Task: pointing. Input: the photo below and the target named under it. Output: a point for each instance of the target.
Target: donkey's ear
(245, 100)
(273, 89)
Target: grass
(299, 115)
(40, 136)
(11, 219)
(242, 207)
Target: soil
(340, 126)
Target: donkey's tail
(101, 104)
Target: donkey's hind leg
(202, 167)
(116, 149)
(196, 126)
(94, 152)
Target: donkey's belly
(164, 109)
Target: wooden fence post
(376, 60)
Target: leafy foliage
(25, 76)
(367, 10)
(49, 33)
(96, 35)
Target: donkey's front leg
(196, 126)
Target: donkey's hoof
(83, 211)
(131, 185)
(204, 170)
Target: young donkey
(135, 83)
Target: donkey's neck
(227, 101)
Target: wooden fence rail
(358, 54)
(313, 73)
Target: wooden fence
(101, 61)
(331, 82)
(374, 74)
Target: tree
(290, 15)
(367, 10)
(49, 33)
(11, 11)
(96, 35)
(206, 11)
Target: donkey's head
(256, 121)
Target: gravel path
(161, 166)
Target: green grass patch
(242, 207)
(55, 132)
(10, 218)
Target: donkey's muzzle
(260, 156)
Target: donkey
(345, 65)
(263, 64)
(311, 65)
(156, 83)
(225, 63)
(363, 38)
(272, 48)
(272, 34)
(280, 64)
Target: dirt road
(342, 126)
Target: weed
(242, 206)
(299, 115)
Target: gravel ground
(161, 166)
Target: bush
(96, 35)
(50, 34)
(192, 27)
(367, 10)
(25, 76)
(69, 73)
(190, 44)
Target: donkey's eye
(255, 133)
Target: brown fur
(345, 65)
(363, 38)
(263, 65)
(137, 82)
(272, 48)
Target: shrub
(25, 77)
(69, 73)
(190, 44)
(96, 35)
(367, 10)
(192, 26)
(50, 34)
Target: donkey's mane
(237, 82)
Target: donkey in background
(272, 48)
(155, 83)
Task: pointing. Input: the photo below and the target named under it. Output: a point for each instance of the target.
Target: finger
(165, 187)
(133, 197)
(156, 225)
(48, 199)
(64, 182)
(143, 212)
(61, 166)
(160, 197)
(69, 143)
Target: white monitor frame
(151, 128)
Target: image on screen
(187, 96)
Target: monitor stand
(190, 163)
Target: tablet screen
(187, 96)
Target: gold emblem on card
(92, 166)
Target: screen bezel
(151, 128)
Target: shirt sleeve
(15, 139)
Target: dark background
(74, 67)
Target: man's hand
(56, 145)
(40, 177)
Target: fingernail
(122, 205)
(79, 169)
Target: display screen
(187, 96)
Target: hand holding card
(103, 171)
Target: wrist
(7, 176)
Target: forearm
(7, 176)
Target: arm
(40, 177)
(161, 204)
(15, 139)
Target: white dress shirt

++++++++

PROBLEM REQUIREMENTS: Copy out every line from the one containing "Target: gold emblem on card" down to the final line of the rows above, leaving each line unchanged.

RESPONSE TO THIS TASK:
Target: gold emblem on card
(92, 166)
Target: screen bezel
(151, 128)
Target: shirt sleeve
(15, 139)
Target: dark background
(74, 67)
Target: man's hand
(56, 145)
(40, 177)
Target: fingernail
(122, 205)
(79, 169)
Target: display screen
(187, 96)
Target: hand holding card
(103, 171)
Target: wrist
(7, 176)
Target: forearm
(7, 176)
Target: arm
(40, 177)
(161, 204)
(15, 139)
Target: white dress shirt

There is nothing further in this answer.